(PROVIDED DATA Opens)

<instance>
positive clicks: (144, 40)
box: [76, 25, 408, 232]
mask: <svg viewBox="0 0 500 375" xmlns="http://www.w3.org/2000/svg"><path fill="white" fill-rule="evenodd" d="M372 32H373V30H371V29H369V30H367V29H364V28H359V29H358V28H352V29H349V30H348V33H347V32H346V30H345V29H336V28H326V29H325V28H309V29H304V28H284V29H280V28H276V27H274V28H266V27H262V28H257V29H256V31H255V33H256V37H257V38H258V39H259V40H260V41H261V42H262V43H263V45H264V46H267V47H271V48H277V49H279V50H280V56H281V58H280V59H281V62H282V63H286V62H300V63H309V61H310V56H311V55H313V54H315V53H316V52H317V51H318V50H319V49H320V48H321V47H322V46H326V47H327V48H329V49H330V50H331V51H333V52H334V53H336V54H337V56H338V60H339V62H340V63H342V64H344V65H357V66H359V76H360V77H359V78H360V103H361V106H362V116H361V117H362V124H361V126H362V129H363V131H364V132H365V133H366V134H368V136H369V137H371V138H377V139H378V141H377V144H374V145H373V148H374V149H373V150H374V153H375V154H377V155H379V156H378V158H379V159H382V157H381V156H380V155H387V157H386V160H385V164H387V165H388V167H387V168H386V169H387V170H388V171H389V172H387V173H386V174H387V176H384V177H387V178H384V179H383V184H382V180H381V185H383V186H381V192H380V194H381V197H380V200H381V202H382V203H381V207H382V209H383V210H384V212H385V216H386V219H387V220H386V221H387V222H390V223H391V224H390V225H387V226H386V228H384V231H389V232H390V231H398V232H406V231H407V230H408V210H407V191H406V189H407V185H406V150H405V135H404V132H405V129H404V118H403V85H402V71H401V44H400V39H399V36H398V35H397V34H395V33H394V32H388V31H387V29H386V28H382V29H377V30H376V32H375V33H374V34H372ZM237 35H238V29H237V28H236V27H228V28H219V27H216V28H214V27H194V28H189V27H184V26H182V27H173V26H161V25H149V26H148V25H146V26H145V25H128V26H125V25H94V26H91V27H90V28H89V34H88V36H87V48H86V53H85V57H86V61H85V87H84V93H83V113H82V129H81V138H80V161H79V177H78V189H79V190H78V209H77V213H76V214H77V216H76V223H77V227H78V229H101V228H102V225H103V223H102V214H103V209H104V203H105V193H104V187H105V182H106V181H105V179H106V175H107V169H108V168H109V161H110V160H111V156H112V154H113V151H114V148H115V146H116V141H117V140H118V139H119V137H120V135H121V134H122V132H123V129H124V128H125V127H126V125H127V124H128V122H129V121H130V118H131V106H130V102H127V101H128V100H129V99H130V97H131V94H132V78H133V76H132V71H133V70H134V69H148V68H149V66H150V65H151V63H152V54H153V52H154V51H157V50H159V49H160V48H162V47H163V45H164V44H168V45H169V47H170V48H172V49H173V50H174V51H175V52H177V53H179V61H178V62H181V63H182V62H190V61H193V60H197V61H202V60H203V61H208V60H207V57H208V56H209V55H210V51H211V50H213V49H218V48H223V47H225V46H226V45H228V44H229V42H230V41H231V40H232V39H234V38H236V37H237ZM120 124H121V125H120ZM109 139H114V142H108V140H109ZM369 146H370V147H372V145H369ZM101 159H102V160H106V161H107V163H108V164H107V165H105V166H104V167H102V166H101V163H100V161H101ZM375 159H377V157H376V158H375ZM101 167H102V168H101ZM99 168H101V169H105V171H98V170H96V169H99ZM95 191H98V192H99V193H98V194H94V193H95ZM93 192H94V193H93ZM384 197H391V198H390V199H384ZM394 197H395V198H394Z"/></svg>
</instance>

(PROVIDED DATA Closes)

* **HOW TO COMPLETE THIS TASK**: Copy the items above verbatim.

* **TASK RESULT**:
<instance>
positive clicks: (144, 40)
box: [76, 25, 408, 232]
mask: <svg viewBox="0 0 500 375" xmlns="http://www.w3.org/2000/svg"><path fill="white" fill-rule="evenodd" d="M372 32H373V30H371V29H369V30H367V29H364V28H359V29H358V28H352V29H349V30H348V33H347V32H346V30H345V29H336V28H326V29H325V28H309V29H304V28H284V29H280V28H276V27H274V28H266V27H262V28H257V29H256V31H255V33H256V37H257V38H258V39H259V40H260V41H261V42H262V43H263V45H264V46H267V47H271V48H277V49H279V50H280V56H281V58H280V59H281V62H282V63H286V62H300V63H309V61H310V56H311V55H313V54H315V53H316V52H317V51H318V50H319V49H320V48H321V47H322V46H326V47H327V48H329V49H330V50H331V51H333V52H334V53H336V54H337V56H338V60H339V62H340V63H342V64H344V65H357V66H359V76H360V77H359V78H360V103H361V106H362V116H361V117H362V124H361V126H362V129H363V131H364V132H365V133H366V134H368V136H369V137H371V138H377V139H378V141H377V144H374V145H373V148H374V149H373V150H374V153H375V154H377V155H379V156H378V158H379V159H382V157H381V156H380V155H387V157H386V160H385V164H387V165H388V167H387V168H386V169H387V170H388V171H389V172H387V173H386V174H387V176H384V177H387V178H384V179H383V184H382V180H381V185H383V186H381V192H380V194H381V197H380V200H381V202H382V203H381V207H382V209H383V210H384V212H385V216H386V219H387V220H386V221H387V222H390V223H391V224H390V225H387V226H386V228H384V231H389V232H390V231H398V232H406V231H407V230H408V210H407V191H406V189H407V185H406V150H405V135H404V132H405V129H404V118H403V85H402V71H401V44H400V39H399V36H398V35H397V34H395V33H394V32H388V31H387V29H386V28H382V29H377V30H376V32H375V33H374V34H372ZM237 35H238V29H237V28H236V27H228V28H219V27H216V28H214V27H194V28H189V27H184V26H182V27H173V26H161V25H149V26H148V25H146V26H145V25H128V26H125V25H94V26H91V27H90V28H89V34H88V36H87V48H86V53H85V57H86V61H85V87H84V93H83V113H82V129H81V138H80V161H79V177H78V189H79V190H78V209H77V213H76V214H77V216H76V223H77V227H78V229H101V228H102V225H103V223H102V214H103V209H104V203H105V193H104V187H105V182H106V181H105V179H106V175H107V169H108V168H109V161H110V160H111V156H112V154H113V151H114V148H115V146H116V141H117V140H118V139H119V137H120V135H121V134H122V132H123V129H124V128H125V127H126V125H127V124H128V122H129V121H130V118H131V106H130V102H127V101H128V100H129V99H130V97H131V94H132V78H133V76H132V71H133V70H134V69H148V68H149V66H150V65H151V63H152V54H153V52H154V51H157V50H159V49H160V48H162V47H163V45H164V44H168V45H169V47H170V48H172V49H173V50H174V51H175V52H177V53H179V61H178V62H181V63H182V62H190V61H193V60H197V61H202V60H203V61H208V60H207V57H208V56H209V55H210V51H211V50H213V49H218V48H223V47H225V46H226V45H228V44H229V42H230V41H231V40H232V39H234V38H236V37H237ZM120 124H121V125H120ZM109 139H114V142H108V140H109ZM369 146H370V147H372V145H369ZM101 159H102V160H106V161H107V163H108V164H107V165H105V166H104V167H102V166H101V163H100V161H101ZM375 159H377V157H376V158H375ZM101 167H102V168H101ZM99 168H101V169H105V171H98V170H96V169H99ZM95 191H98V192H99V193H98V194H94V193H95ZM93 192H94V193H93ZM384 197H391V198H390V199H384ZM394 197H395V198H394Z"/></svg>
</instance>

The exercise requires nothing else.